20 Jan A Day in the Life of a Surgical Nurse
BUSY. There’s a word for it!
Working in med/surg is wild. There’s never a dull moment, which allows for incredible learning opportunities and experiences. Now, this entirely depends on the type of floor you’re working on, your hospital’s policies and your governing nursing body or union; however, this is a day in the life of ME as a surgical RN:
0630 – 0700:
- Clock in!
- I always took this time to sip on my coffee and chat with my coworkers, who are also some amazing friends – this always helped to put me in a good mood for the day
- Typically taking report either verbally or via the report notes from the off-going nurse
0700 – 0900:
- The day begins – I would always ensure I was on the floor, providing nursing care by 0700
- Time to do vitals and assessments of all my patients (usually 4-5 patients on days)
- Sift through new orders and get organized/prioritize my day
- Provide personal care alongside PSWs / PCAs to patients who require assistance and get them up for breakfast
- Morning medication pass
- Ensure all patients have been washed up and were able to have breakfast (unless they’re NPO)
BREAK TIME!! (It is so important to take your breaks. Breaks are necessary both physically and emotionally, even on days when you feel like you can just keep going – you can’t and you shouldn’t for the safety of your patients and yourself)
+-------+
> **APPLY WHAT YOU READ**
a) Copy the surgical nurse text word for word, from "- Sift through" to "patients and yourself)", inclusive.
b) In the surgical nurse text, how many patients does the nurse usually have on day shifts?
c) Continue the surgical nurse text, starting after its last line.

> **ENTRIES SUPPLIED**
+-------+
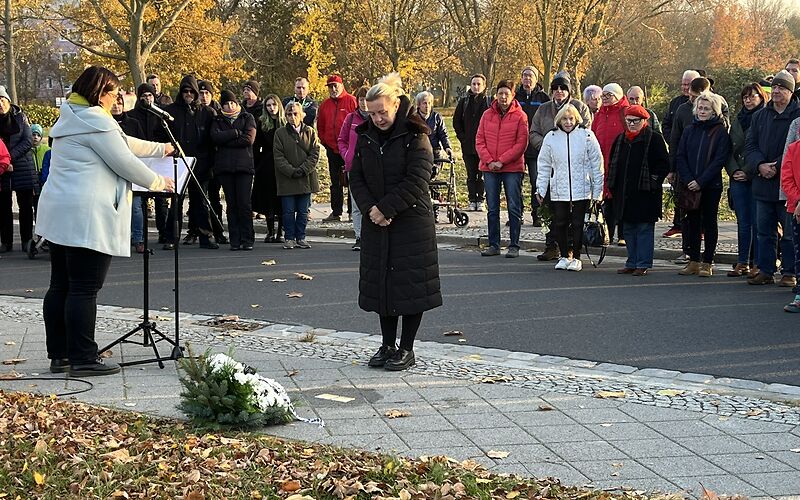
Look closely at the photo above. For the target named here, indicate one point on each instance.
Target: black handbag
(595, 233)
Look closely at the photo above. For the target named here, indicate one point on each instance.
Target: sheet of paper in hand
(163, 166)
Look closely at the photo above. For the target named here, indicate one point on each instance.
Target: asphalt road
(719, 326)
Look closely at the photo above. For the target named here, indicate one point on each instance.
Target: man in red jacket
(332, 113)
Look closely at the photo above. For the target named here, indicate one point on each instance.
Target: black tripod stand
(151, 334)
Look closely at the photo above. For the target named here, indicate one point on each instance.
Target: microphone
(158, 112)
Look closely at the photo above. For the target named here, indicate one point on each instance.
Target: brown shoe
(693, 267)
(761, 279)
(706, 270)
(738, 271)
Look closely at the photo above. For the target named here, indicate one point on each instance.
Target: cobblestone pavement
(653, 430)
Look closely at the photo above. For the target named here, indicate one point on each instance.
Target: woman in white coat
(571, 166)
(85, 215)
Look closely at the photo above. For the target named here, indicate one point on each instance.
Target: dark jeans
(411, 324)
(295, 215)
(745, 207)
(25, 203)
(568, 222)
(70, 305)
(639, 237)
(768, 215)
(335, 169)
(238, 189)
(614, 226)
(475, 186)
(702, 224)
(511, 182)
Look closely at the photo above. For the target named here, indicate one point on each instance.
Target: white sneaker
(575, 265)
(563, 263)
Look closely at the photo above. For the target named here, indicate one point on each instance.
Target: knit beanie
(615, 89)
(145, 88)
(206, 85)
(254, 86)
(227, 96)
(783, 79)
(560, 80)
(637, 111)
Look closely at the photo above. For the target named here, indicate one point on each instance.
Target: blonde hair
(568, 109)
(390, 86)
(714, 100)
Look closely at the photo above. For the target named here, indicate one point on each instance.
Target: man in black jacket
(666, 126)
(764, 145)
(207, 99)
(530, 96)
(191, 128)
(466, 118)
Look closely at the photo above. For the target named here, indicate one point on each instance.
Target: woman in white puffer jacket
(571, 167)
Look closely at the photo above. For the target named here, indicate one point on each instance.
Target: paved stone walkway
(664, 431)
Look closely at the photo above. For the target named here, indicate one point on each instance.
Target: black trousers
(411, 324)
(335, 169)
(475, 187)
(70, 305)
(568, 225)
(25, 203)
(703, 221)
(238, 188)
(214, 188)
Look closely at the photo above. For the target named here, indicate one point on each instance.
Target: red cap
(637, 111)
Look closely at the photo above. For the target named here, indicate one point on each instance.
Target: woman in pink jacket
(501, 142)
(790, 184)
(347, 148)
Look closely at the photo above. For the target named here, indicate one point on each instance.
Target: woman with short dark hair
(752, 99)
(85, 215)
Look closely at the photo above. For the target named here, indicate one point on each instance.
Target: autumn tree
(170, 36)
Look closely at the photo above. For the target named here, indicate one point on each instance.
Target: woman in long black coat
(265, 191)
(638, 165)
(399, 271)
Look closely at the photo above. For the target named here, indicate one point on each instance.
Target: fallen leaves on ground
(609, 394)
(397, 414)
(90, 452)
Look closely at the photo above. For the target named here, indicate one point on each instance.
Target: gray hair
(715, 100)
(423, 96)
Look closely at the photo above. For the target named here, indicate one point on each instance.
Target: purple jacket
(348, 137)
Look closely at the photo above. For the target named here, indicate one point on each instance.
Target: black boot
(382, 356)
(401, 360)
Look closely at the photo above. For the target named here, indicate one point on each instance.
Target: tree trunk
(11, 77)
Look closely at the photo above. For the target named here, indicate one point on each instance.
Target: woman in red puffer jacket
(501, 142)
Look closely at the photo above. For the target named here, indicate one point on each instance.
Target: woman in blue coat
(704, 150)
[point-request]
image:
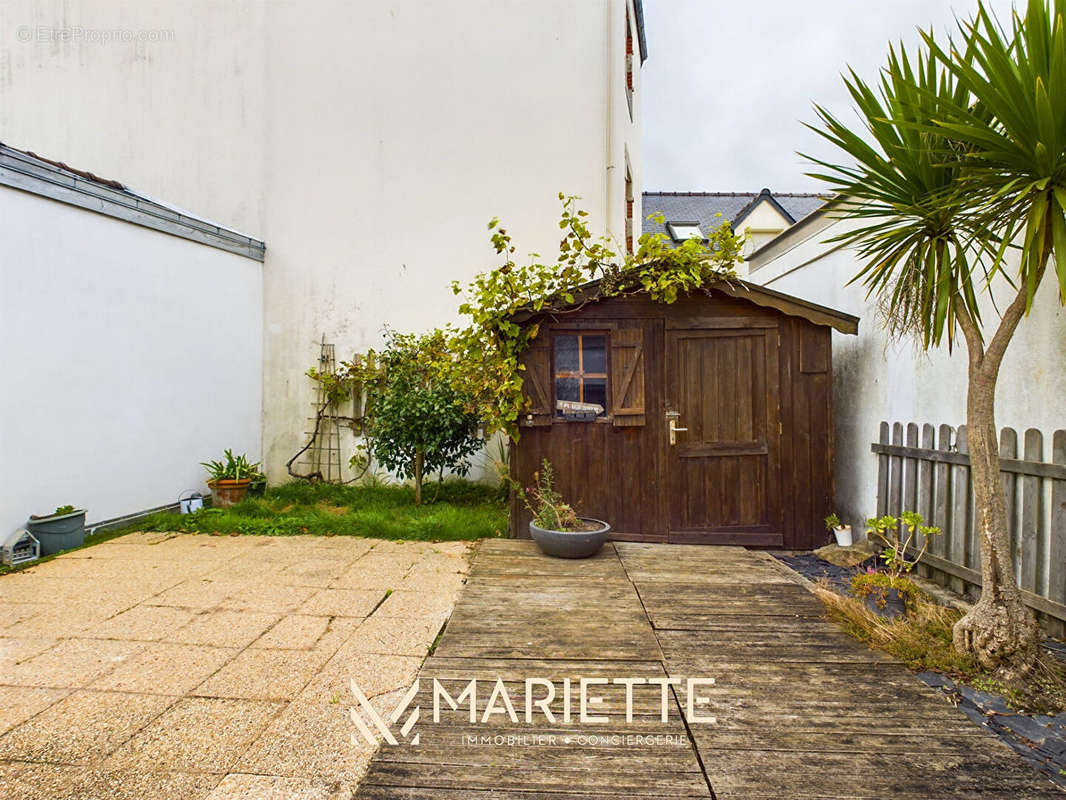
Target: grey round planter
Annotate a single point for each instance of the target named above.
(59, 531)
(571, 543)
+-------+
> **RESULTS OF THE TASKS**
a)
- Sift through new orders and get organized/prioritize my day
- Provide personal care alongside PSWs / PCAs to patients who require assistance and get them up for breakfast
- Morning medication pass
- Ensure all patients have been washed up and were able to have breakfast (unless they’re NPO)
BREAK TIME!! (It is so important to take your breaks. Breaks are necessary both physically and emotionally, even on days when you feel like you can just keep going – you can’t and you shouldn’t for the safety of your patients and yourself)

b) Usually 4-5 patients.

c)
- Time to complete nursing tasks for the day and chart (I always like to chart as I go, as I find it allows me to remember details and helps me with time management)
- Mid-day medication pass
- If all of my patients have dressings to complete for the day, I typically like to get at least half of my dressings done in this time frame
- Help the PSWs / PCAs answer call bells
LUNCH TIME!! (Of course, these times may vary, I just prefer to take my lunch a little later when I’m working a 12-hour shift, as I find it splits up the day a little bit better)
- Complete the rest of your nursing duties for the day (i.e. dressings, personal care, mobilizing patients, etc.)
- Patients typically begin to come up to the floor from PACU (post-anaesthetic care unit) during this time frame. You need to take report, do a full head-to-toe assessment on the patient when they arrive to the unit, and ensure all their orders are in place.
- Evening medication pass
- Ensure your patient care is complete for the day and you are prepared to hand your care over to the oncoming nurse (always do your best to finish what should be completed on your shift – this is not always possible on very busy days, but always try not to leave a mess for oncoming staff).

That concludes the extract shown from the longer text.